What to do.
Write a continuation of the passage below on the ozone layer and the atmosphere, picking up after its last sentence.
(Excerpted passage begins)
The ozone layer is a layer of gas present in an upper part of the atmosphere called the stratosphere; the ozone layer is mostly found around 9 – 21 miles above sea level. It is useful for life and protects us from ultraviolet (UV) radiation harmful to our health. Dangers of continuous exposure to harmful UV rays include immune system suppression, skin cancer, and cataracts.
Depletion was observed in the ozone layer in late 1970s, which studies say is caused by gases known as ozone depleting substances (ODSs). These substances are used in utilities like refrigerators, fire extinguishers, and aerosols. When they are released and escape to the stratosphere, they prompt reactions with ozone gas a creating a wide depletion in the ozone.
An international agreement in 1987 in Montreal, Canada, bars the use of these gases and encourages that they are replaced with substances that are not harmful to the ozone layer. This agreement, known as the Montreal Protocol, makes the world see ozone layer depletion as a settled environmental issue.
The layer of the atmosphere below the ozone layer is located from the sea level up and is known as the troposphere; this is where heat trapping gases concentrate to trap heat to the earth's surface. Global warming occurs principally from the troposphere where anthropogenic emissions join natural Green House Gases (GHGs) to collectively trap more heat to the earth surface.
(Excerpted passage ends)
(Available data begins)
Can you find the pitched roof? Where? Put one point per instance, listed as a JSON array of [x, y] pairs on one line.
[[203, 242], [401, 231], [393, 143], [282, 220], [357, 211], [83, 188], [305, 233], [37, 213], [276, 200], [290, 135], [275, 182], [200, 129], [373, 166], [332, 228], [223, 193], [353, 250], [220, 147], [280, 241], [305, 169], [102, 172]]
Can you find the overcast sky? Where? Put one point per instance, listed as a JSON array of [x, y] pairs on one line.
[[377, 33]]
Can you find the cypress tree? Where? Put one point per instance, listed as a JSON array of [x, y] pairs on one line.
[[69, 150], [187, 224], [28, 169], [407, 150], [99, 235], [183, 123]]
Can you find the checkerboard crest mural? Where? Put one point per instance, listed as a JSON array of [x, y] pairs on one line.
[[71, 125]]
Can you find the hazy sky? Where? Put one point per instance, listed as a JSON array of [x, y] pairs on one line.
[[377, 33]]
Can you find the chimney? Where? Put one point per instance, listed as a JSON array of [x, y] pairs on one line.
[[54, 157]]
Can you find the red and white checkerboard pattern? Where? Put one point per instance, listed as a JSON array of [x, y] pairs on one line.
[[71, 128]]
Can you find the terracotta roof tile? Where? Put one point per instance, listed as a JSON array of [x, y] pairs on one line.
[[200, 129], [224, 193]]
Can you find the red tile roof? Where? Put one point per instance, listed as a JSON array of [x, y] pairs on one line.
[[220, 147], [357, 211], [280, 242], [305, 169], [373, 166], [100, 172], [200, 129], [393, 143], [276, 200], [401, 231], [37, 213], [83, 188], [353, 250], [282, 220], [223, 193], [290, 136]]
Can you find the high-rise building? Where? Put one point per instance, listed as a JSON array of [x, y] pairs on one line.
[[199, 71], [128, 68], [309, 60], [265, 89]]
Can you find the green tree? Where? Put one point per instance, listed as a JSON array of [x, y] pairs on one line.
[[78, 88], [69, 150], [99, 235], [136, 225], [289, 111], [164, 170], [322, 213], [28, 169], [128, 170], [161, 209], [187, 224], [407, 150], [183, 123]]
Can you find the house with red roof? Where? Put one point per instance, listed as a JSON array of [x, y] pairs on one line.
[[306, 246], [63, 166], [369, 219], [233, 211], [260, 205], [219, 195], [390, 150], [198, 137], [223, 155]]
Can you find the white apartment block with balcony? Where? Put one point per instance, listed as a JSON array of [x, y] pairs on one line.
(Available data ends)
Expected answer.
Global warming is said to be responsible for several environmental effects like floods, wild fires, and more. Many believe the solution for global warming is curbing CO2 emissions. But this can only be done if it is binding for nations.
Geoengineering is seen as another option to curb global warming, especially if curbing emissions is not possible. Geoengineering involves intentional manipulation of the Earth's climate system to prevent excesses that may be responsible for warming on the Earth's surface. Geoengineering received attention after British scientists introduced a project and the U.S. Bipartisan Policy Center submitted a report on some of the possible geoengineering procedures that could take place.
Many believe geoengineering may have consequences that are too harsh for our fragile climate system. Proponents of this procedures believe that if the experiment is carried out and the unexpected happens, it can be halted immediately, but geoengineering may just be the solution that we need.
Geoengineering may come sooner or later if global warming clearly puts the environment in danger. This determines whether the geoengineering procedures are implemented before are after they are tested for safety.
Geoengineering for global warming may further deplete the ozone layer, causing more harm than good, according to some scientists. However, this should not stop a procedure that will help planet Earth from the risks faced by global warming.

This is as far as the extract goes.